◆ **Extract provided**
——————
You can become lean, more energetic, and happier by making a few easy decisions in your life. Below are ten tips to get you started.
1. Lift weights. An effective strength-training regimen adds lean muscle mass to your body. Each pound of lean muscle mass burns, on the average, 13 calories a day; that means, if you gain an additional ten pounds of lean muscle, you will burn an extra 130 calories per day.
2. Do cardiovascular exercise. Perform 20-minutes of interval-based cardio exercise three times a week. Interval training means varying the intensity of exercise throughout your workout. Pick the cardiovascular exercise of your choice; running, biking, and elliptical are good options. Alternate the intensity of exercise throughout your workout, 2-minutes of fast, high-intensity exercise followed by 2-minutes of low-intensity exercise.
3. Drink plenty of water. You lose, on the average, 64 ounces of water a day in sweat and urine. It seems counter-intuitive, but the less water you drink, the more water you retain. The more water you retain, the more bloated you will look and feel. Drink at least a half-gallon of water every day. Keep a bottle of water at your desk while you work. Sip as you go.
4. Quit sugar soda. Americans consume one-quarter of their daily caloric need from sugar sodas. Soda has no nutritional value. Not only that, it can be harmful. Ramachandran Vasan, MD, professor of medicine at Boston University School of Medicine recently stated that, "Even one soda per day increases your risk of developing metabolic syndrome by about 50%." Metabolic syndrome is a combination of medical disorders--elevated waist circumference, higher levels of fats in the blood, and a drastic reduction in good cholesterol -- that can increase the risk of cardiovascular disease. Rather than drinking sugar soda, opt for no-calorie diet drinks, or drop soda altogether and replace it will water.
——————
◆ **Data supplied**

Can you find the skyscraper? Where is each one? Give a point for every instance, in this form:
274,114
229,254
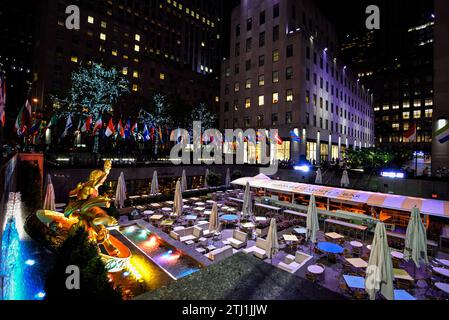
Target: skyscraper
283,72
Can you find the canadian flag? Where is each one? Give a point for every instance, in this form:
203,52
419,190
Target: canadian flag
410,135
87,125
110,130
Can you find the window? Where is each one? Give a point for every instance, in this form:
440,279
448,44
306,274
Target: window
276,10
248,84
275,33
247,103
275,98
275,76
289,73
417,114
288,117
289,95
249,24
275,55
262,17
274,119
289,51
261,39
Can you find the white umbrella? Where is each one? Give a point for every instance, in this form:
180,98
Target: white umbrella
228,178
154,184
247,208
416,239
183,181
205,179
312,225
344,179
177,201
214,224
379,273
272,240
49,200
319,177
120,192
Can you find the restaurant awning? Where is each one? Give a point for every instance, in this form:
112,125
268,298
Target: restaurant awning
389,201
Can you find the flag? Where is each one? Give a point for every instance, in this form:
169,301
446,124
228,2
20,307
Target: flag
277,138
2,101
410,134
135,130
295,137
87,125
442,135
128,129
68,126
98,125
110,130
146,134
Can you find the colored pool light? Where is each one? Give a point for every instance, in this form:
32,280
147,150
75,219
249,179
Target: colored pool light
30,262
303,168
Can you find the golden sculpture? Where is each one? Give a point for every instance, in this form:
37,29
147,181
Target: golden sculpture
86,209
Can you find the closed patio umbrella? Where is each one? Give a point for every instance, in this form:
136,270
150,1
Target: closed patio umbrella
228,178
184,181
49,200
272,240
154,184
416,239
214,224
379,273
120,193
312,224
205,179
319,177
344,179
247,207
177,201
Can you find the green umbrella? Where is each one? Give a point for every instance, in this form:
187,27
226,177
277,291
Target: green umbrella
312,221
416,239
379,273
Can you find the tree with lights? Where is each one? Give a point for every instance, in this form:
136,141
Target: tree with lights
94,91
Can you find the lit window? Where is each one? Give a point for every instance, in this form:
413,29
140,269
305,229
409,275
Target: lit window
417,114
248,103
289,95
275,99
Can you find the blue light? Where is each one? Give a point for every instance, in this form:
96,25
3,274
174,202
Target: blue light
30,262
303,168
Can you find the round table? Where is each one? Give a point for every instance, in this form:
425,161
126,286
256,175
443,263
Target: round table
442,271
314,269
330,247
397,255
356,244
443,286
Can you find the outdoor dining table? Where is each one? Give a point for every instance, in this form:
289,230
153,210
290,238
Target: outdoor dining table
441,271
357,263
330,247
443,286
354,282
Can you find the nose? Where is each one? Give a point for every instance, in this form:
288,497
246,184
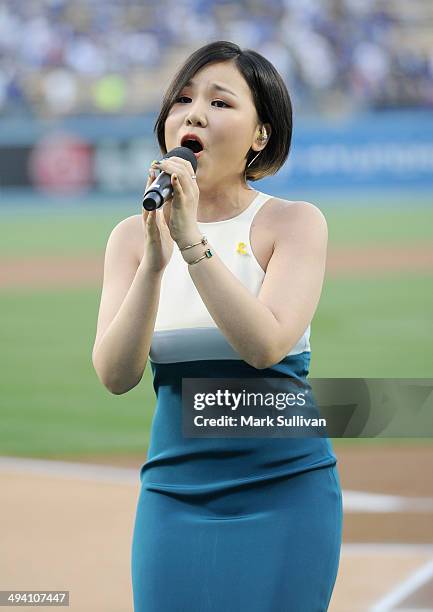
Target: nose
195,116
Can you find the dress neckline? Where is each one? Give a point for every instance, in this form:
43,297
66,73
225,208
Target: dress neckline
244,212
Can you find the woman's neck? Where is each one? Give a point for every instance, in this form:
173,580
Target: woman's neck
223,203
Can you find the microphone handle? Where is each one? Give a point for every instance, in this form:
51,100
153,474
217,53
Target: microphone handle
158,192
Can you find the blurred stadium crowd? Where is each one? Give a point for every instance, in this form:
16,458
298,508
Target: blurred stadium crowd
60,57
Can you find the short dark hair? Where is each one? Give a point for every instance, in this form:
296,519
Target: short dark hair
270,96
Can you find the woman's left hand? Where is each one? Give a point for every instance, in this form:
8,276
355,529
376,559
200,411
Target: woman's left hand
180,211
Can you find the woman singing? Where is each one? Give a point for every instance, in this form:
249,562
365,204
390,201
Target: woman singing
222,281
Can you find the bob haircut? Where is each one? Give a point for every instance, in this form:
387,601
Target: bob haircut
270,97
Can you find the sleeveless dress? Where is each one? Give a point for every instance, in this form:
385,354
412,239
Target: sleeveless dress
229,524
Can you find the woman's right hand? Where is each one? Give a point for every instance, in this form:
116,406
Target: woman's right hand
158,243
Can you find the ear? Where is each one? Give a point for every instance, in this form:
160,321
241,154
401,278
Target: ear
259,145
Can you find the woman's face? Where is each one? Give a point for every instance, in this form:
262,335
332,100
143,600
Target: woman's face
225,122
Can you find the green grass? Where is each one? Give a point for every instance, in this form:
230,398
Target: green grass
64,233
52,403
51,399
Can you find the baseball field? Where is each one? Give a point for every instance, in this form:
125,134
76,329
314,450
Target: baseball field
71,451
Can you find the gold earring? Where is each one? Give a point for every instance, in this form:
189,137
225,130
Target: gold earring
262,135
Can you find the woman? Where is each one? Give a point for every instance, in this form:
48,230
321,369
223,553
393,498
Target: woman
222,524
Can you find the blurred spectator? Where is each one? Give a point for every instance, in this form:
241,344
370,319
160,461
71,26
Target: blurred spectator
59,57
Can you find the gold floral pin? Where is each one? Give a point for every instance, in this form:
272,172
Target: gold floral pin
241,248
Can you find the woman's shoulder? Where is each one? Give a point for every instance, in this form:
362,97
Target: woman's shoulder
280,213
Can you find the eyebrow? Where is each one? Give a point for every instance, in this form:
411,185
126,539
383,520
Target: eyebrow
214,86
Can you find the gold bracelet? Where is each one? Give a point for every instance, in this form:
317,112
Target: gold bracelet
207,254
202,241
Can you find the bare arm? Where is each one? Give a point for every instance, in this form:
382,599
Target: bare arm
127,312
265,328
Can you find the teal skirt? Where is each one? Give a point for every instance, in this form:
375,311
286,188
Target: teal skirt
233,525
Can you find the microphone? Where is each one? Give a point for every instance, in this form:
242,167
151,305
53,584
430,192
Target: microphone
161,189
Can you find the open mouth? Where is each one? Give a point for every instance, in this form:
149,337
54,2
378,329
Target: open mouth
193,144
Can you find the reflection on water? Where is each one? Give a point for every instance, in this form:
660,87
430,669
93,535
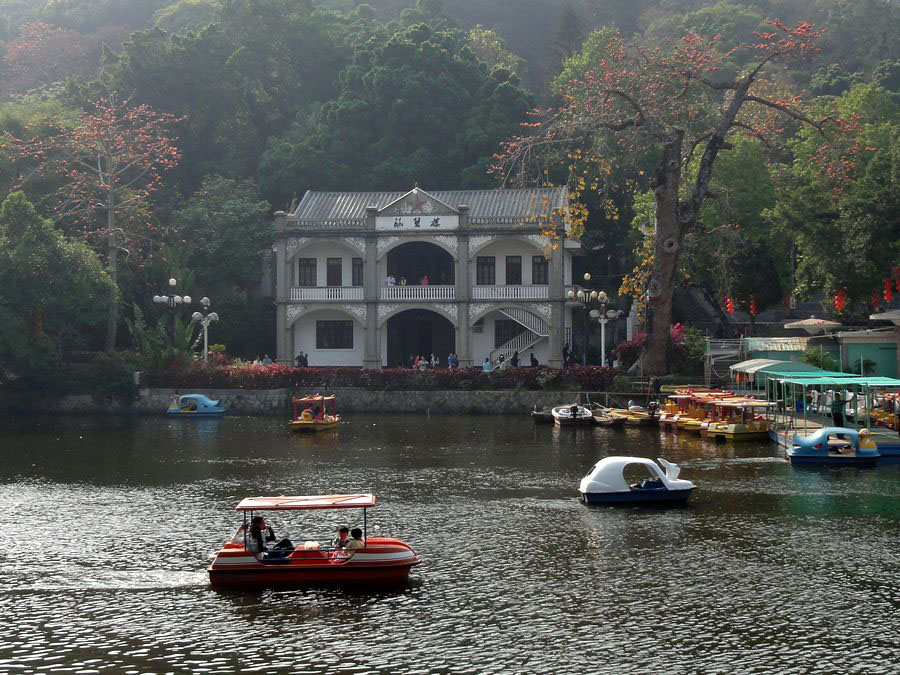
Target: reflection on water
109,524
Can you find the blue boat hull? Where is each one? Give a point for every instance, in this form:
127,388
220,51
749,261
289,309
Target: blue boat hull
637,497
802,459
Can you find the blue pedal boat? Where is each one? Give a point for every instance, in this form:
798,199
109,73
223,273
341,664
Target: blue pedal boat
835,446
606,483
194,405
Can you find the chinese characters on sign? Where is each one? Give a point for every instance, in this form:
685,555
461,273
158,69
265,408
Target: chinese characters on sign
413,223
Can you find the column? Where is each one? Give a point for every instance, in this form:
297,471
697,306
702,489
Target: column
371,283
557,292
463,290
282,292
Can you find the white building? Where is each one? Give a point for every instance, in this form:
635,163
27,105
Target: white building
471,272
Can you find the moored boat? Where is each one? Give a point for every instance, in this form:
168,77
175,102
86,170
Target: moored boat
606,483
315,413
572,414
381,560
834,446
633,418
543,416
194,405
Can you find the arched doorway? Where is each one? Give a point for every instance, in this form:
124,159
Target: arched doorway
418,332
418,259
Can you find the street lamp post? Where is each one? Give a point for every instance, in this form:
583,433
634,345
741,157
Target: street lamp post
205,321
586,297
173,302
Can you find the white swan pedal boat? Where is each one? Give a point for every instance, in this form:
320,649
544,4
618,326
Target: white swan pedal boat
606,483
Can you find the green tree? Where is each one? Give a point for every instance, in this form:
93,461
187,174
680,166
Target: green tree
48,285
226,233
843,215
417,106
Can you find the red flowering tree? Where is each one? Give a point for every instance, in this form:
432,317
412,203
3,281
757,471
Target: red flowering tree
679,104
109,164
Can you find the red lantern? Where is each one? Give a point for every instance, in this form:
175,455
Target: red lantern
840,300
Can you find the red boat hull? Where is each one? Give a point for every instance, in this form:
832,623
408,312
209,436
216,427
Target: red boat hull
381,562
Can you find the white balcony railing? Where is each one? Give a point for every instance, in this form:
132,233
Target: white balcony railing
327,293
539,292
418,292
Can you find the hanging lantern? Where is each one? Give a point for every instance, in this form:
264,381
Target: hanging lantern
840,300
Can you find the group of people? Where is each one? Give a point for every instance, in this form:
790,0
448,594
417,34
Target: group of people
391,280
420,362
260,533
512,362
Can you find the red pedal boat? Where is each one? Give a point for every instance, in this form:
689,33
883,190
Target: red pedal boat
381,561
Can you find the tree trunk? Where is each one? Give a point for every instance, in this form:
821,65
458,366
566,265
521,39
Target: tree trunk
112,324
665,262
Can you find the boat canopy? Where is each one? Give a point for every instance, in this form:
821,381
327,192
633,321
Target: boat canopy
200,398
301,503
315,398
752,365
744,404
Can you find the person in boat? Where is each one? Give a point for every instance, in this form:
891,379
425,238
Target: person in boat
356,542
837,409
260,532
340,542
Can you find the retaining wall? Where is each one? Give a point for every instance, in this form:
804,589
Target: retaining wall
350,400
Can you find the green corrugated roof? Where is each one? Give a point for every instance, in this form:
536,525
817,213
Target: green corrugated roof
883,382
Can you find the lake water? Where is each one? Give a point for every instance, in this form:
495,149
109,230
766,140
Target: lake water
109,523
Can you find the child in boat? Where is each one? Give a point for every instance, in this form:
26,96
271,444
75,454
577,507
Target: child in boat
356,541
260,533
342,539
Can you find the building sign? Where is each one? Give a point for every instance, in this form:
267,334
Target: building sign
416,222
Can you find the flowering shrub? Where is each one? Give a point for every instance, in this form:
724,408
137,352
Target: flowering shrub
276,376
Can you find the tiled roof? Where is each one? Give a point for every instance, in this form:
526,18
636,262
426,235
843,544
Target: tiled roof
506,205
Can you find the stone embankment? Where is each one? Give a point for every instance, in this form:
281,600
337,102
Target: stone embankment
350,400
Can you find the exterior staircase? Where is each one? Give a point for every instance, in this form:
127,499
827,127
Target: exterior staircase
536,329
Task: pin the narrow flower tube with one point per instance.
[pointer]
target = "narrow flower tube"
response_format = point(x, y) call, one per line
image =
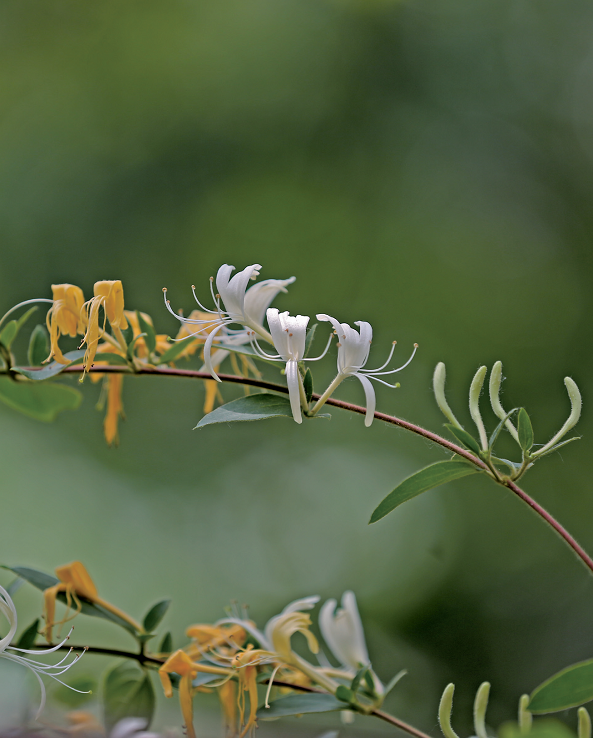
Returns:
point(474, 404)
point(499, 411)
point(576, 404)
point(438, 384)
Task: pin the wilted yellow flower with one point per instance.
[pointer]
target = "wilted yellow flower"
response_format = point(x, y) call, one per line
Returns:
point(64, 317)
point(108, 295)
point(75, 581)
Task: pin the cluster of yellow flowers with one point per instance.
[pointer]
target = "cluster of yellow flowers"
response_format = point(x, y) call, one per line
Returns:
point(70, 315)
point(232, 655)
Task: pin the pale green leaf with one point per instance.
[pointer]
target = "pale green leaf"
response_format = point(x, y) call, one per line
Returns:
point(421, 481)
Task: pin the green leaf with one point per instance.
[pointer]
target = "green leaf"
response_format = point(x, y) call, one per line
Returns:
point(166, 644)
point(394, 680)
point(300, 704)
point(568, 688)
point(309, 338)
point(127, 692)
point(462, 435)
point(524, 430)
point(42, 402)
point(421, 481)
point(252, 407)
point(51, 370)
point(308, 385)
point(43, 581)
point(344, 693)
point(84, 683)
point(11, 329)
point(8, 333)
point(38, 346)
point(177, 348)
point(29, 635)
point(154, 616)
point(146, 327)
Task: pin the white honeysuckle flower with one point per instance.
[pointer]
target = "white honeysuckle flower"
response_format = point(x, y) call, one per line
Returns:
point(343, 632)
point(289, 336)
point(353, 353)
point(244, 306)
point(38, 668)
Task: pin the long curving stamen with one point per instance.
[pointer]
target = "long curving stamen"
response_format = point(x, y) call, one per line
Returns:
point(388, 358)
point(324, 351)
point(259, 350)
point(392, 371)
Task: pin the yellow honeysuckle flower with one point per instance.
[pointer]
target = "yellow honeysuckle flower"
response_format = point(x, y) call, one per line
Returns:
point(75, 582)
point(64, 317)
point(182, 664)
point(115, 408)
point(209, 637)
point(109, 295)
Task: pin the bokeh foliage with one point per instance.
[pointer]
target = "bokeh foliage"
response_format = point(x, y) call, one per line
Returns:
point(424, 166)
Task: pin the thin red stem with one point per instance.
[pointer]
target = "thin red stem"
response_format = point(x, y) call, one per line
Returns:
point(553, 523)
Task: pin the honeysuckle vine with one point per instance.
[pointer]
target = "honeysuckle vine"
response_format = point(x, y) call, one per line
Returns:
point(233, 656)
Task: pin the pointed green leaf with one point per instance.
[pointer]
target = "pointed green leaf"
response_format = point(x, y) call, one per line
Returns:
point(127, 692)
point(147, 328)
point(300, 704)
point(568, 688)
point(42, 402)
point(425, 479)
point(524, 430)
point(177, 348)
point(38, 346)
point(11, 329)
point(43, 581)
point(308, 384)
point(29, 635)
point(309, 339)
point(252, 407)
point(51, 370)
point(166, 644)
point(462, 435)
point(154, 616)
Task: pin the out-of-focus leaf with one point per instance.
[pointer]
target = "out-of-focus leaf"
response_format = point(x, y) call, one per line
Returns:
point(177, 348)
point(51, 370)
point(38, 346)
point(568, 688)
point(85, 684)
point(154, 616)
point(462, 435)
point(166, 644)
point(146, 327)
point(127, 692)
point(252, 407)
point(42, 402)
point(29, 635)
point(43, 581)
point(12, 328)
point(300, 704)
point(524, 430)
point(423, 480)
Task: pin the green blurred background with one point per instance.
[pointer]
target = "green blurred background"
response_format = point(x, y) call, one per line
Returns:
point(423, 166)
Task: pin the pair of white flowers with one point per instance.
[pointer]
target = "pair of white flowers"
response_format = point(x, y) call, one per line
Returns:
point(341, 628)
point(38, 668)
point(287, 334)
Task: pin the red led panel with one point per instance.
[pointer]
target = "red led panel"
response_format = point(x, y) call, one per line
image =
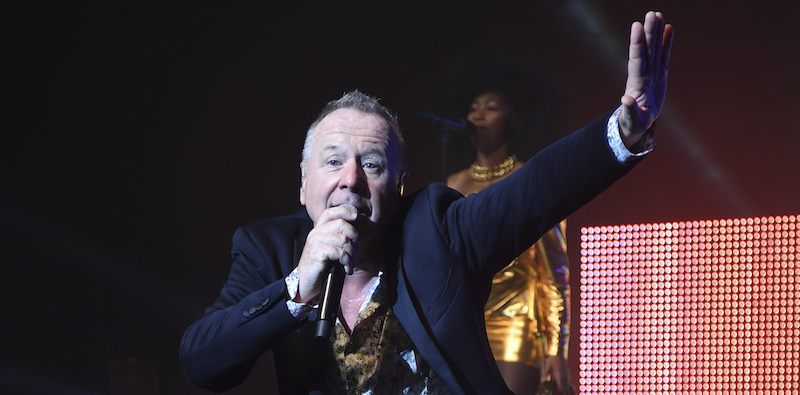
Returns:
point(694, 307)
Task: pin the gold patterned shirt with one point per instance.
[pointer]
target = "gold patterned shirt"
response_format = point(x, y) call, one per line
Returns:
point(378, 357)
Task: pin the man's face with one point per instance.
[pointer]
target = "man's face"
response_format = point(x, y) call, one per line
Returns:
point(354, 160)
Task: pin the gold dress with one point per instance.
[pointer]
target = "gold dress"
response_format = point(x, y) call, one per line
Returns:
point(527, 314)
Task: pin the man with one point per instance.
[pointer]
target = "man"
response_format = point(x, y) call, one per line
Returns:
point(419, 267)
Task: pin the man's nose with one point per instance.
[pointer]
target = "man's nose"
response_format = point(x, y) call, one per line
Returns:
point(475, 114)
point(352, 176)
——————
◆ **Requirement A**
In the article of health tips, how many calories per day does each pound of lean muscle burn on average?
◆ **Requirement B**
Continue the article of health tips from the point where it stops.

◆ **Answer space A**
About 13 calories a day.

◆ **Answer space B**
5. Reduce simple carbohydrates. Simple carbohydrates are found in foods like white bread, candy, cake and ice cream. They are absorbed into the blood stream directly through the intestinal lining and are rapidly converted into glucose at the rate of 30 calories per minute. The body responds by producing high levels of insulin to regulate the blood sugar. This can cause your body to experience energy spikes, followed by energy lows. Complex carbohydrates, found in whole grain breads, oats, rice, and vegetables, are converted to blood glucose at only two calories per minute. Sticking to complex carbs drops the level of calories converted to fat and regulates your energy levels.
6. Eat breakfast. Researchers at the National Weight Control Registry studied 3,000 people who successfully lost weight and kept it off. Most of these people stated that they eat breakfast every day as a weight control strategy. Breakfast starts your body's metabolic system early in the day and fights hunger well into the afternoon. Eating breakfast also prevents many adverse effects that come from fasting, such as irritability and fatigue.
7. Set and achieve goals. Never live a day without a written goal. A good goal should have three characteristics; it should be realistic, it should have a deadline, and it should be written down. To lose one pound a week for twelve weeks is an excellent goal as long as it is written down.
8. Reward yourself. Life is full of triumphs; some are substantial; others are small; none are insignificant. Reward yourself for each accomplishment. Take yourself out to lunch or buy something nice. Think about how your accomplishments affect your life for the better. This will cause you to focus on the things you do to better your life and the lives of your friends.
9. Spend time with friends and family. By spending at least a few minutes a day to strengthen relationships, perhaps with a telephone call to an old friend or a birthday card to a family member, you give a little bit of yourself away. And the more you give, the more you receive in love, support and acknowledgement for all the wonderful things you are.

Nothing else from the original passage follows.